╔══

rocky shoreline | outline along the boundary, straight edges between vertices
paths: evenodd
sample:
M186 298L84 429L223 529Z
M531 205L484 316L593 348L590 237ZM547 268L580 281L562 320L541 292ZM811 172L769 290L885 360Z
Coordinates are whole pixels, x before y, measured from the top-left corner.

╚══
╔══

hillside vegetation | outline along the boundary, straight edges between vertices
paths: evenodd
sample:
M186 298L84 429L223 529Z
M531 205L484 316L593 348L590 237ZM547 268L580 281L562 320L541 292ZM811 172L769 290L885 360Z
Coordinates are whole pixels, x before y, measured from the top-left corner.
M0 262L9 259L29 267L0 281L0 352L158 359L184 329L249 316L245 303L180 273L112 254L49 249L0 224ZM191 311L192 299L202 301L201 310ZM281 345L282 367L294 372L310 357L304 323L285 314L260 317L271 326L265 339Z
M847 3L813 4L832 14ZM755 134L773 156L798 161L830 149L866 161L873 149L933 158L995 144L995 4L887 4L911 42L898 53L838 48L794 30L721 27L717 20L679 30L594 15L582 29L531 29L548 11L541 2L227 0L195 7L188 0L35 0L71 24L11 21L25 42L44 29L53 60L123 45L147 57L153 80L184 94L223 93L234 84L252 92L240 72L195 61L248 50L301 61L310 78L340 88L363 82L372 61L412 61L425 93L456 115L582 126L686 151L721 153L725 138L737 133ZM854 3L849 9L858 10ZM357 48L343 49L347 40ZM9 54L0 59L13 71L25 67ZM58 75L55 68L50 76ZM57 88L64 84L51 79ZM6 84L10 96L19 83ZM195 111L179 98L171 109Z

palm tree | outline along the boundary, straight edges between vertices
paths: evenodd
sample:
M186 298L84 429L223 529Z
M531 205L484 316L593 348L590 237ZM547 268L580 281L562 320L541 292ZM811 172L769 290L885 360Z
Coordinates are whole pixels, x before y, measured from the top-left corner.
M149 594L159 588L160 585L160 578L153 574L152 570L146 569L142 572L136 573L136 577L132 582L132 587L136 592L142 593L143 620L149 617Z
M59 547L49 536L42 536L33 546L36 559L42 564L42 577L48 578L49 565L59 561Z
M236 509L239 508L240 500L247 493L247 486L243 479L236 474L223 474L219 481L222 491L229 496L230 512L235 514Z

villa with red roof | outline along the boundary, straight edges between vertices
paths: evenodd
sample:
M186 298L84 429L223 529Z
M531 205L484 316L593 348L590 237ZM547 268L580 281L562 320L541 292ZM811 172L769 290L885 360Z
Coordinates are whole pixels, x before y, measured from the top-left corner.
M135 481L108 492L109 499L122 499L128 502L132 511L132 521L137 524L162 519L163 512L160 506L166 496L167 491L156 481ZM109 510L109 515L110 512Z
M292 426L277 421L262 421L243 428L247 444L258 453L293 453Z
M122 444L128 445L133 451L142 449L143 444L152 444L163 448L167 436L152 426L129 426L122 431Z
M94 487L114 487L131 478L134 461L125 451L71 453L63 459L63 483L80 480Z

╚══
╔══

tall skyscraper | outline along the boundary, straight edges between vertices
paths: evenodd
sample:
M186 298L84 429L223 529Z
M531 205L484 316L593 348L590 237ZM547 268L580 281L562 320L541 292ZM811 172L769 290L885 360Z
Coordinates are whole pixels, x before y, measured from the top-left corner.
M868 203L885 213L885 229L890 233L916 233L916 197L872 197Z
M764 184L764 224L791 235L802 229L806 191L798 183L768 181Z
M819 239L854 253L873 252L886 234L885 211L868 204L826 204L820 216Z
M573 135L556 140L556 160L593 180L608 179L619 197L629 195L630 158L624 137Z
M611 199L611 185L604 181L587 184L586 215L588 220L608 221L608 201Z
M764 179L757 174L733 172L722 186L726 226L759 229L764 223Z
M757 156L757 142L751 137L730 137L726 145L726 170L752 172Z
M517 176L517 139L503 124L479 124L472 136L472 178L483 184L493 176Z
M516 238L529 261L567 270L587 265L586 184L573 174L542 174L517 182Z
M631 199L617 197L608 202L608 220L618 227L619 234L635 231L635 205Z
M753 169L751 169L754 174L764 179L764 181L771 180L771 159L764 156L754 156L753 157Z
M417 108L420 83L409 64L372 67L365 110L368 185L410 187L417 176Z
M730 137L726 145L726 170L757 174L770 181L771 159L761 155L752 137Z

╚══

**TASK DETAILS**
Tally every line of the listing that holds the string "outline", then give the number by itself.

**RESPONSE TO THIS TASK**
5